• **Objective 1**:
Write out the router fence thread word for word, beginning at "If i had tracks" and stopping after "to drop into.".
• **Objective 2**:
Carry the router fence thread forward from its final line.
* Start Document section *
# Router table "bench dogs" ?



## jbrukardt (Apr 12, 2012)

I have a bit of a unique problem that im trying to solve. I use about 6 positions on my router fence very consistently, and in fairly random order.

Id like to put some stop in either a t-track, or a miter track behind the fence at these positions, so that i can just push the fence up against them, and not have to measure placement every time (my eyesight is pretty terrible, it takes me quite some time to align a fence to 1/16th).

However, the catch is that when that stop wasnt in use, it would need to get out of the way somehow so that the fence could be pushed over it until it hit the next further back stop. I was thinking removable pegs at those locations, but ill lose the pegs for sure, and want something more fixed, maybe a metal "hinge" mechanism that flips up or something.

Any ideas?

My current table setup below, i have a combo track which the fence slides into. the miter track keeps the fence square, and the t-track is used for locking the fence down and other jogs. Im hoping i can put these "pin stops" or flip stops in the t track somehow. But when not in use, they need to hide away below table depth in the track.

If i had tracks on the side of my table, i could use traditional flip stops, but i dont.


----------



## crank49 (Apr 7, 2010)

Your "peg" needs to be a spring loaded plunger, attached to the fence; two of them, one each side.
Where you are showing pegs, just need to be holes in the table for the plungers to drop into.


----------



## jbrukardt (Apr 12, 2012)
* End Document section *
* Start Raw data *
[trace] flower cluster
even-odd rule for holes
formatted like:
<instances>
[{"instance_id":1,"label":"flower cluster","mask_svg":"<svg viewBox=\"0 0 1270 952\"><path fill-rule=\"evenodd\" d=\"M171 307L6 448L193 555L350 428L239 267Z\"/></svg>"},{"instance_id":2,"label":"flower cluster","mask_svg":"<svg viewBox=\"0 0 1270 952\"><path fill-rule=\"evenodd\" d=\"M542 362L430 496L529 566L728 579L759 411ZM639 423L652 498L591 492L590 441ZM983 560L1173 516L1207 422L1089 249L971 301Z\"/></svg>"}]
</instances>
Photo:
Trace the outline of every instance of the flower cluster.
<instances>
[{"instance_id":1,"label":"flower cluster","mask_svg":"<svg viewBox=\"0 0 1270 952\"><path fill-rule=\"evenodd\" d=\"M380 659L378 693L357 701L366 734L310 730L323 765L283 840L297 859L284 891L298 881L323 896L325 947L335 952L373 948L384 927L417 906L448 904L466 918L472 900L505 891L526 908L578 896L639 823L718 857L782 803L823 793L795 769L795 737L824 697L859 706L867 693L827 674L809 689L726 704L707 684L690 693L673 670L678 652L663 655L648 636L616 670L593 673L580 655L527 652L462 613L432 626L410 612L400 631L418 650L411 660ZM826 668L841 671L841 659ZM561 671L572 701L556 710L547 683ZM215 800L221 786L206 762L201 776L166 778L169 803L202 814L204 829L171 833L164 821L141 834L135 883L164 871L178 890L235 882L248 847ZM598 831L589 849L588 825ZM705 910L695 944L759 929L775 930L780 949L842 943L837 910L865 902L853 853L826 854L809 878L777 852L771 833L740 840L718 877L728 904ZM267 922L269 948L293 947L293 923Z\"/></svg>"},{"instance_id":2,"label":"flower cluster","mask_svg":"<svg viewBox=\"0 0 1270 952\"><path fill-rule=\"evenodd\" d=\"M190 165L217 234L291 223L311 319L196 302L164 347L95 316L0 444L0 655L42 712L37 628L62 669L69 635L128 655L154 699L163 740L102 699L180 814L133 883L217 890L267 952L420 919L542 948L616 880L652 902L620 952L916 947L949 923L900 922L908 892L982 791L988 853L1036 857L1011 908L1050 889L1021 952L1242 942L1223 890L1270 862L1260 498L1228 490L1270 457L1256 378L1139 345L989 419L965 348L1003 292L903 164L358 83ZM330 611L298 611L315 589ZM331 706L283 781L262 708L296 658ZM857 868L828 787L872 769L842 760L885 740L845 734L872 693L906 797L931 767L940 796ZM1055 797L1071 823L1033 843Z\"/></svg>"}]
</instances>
* End Raw data *
• **Task answer 1**:
If i had tracks on the side of my table, i could use traditional flip stops, but i dont.


----------



## crank49 (Apr 7, 2010)

Your "peg" needs to be a spring loaded plunger, attached to the fence; two of them, one each side.
Where you are showing pegs, just need to be holes in the table for the plungers to drop into.

• **Task answer 2**:
I would prefer not to damage my table (hence the t-slot idea). And if i do plugs in a rail in the t slot, its a lot harder to line up a hole with a specific measurement than its is a plug


----------



## jdmaher (May 4, 2011)

Rockler sells a Stop Block Kit.

You could buy two. File a v-groove "index mark" at the exact middle of two opposing parallel sides of each of the two stop blocks. Position the fence at one of the distances, and lock it down. Push the two stop blocks up against the back of the fence, and lock them down, with the index marks perpendicular to the t-track. Make a color-coded Sharpie mark on the router table to each side of each "index mark". (Be neat and it will look like a "decoration" on your router table top.)

To repeat that setting, move the stop blocks "index marks" to the color-coded router table marks - making sure to line up both sides of each block. Now push the router table fence back to the stop blocks, and lock it down.

I believe its harder to describe than it would be to do.


----------



## Tootles (Jul 21, 2011)

How about something like this …










You put a screw through whichever hole is appropriate for the setting that you require and screw into a strip of wood that slides in the mitre guage slot in front of the fence, not behind.

I've shown a drawing that wiould be good for setting regular settings at standard increments (inches, centimeters, whatever) but with a bit of planning, playing around and probably a few more holes, I'm sure it could be adapted to any set of distances that you need.


----------



## Tootles (Jul 21, 2011)

Hang on, here is another idea, also using the mitre guage slot …


----------



## KenBee (Mar 9, 2011)

If you are referring to aligning each end of the fence parallel it isn't important. The router bit will cut the same if the fence is straight or at an angle providing you keep the work piece tight against the fence. The important thing is to get the cutting edge of the bit the correct distance from the fence as well as the bit height if necessary.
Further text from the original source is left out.